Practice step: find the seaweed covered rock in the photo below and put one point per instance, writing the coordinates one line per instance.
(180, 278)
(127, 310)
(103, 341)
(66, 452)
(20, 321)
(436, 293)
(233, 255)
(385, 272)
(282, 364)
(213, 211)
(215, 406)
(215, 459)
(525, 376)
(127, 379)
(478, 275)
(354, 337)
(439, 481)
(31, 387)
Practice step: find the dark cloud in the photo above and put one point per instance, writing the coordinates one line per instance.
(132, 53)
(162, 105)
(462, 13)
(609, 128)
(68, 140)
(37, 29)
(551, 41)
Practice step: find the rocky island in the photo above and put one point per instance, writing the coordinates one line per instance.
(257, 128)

* * *

◆ WRITTEN PROBLEM:
Rewrite the listing above with every "Practice step" swapped for "Labeling step", keeping everything else the same.

◆ RESPONSE TO THE TASK:
Labeling step: find the seaweed covered rock in the photo below and put one point per instance, writing the coordinates one line per instance.
(180, 278)
(127, 310)
(103, 341)
(66, 452)
(20, 321)
(436, 293)
(233, 255)
(385, 272)
(282, 364)
(213, 211)
(215, 406)
(215, 459)
(525, 376)
(127, 379)
(478, 275)
(354, 337)
(439, 481)
(31, 387)
Labeling step: find the dark cloud in the photo above and put one point per instance, writing the coordinates one line per instance.
(132, 53)
(162, 105)
(462, 13)
(609, 128)
(68, 140)
(37, 29)
(551, 41)
Labeling step: find the rocky island in the photo above and put one point per instance, writing the coordinates one line per instance.
(257, 128)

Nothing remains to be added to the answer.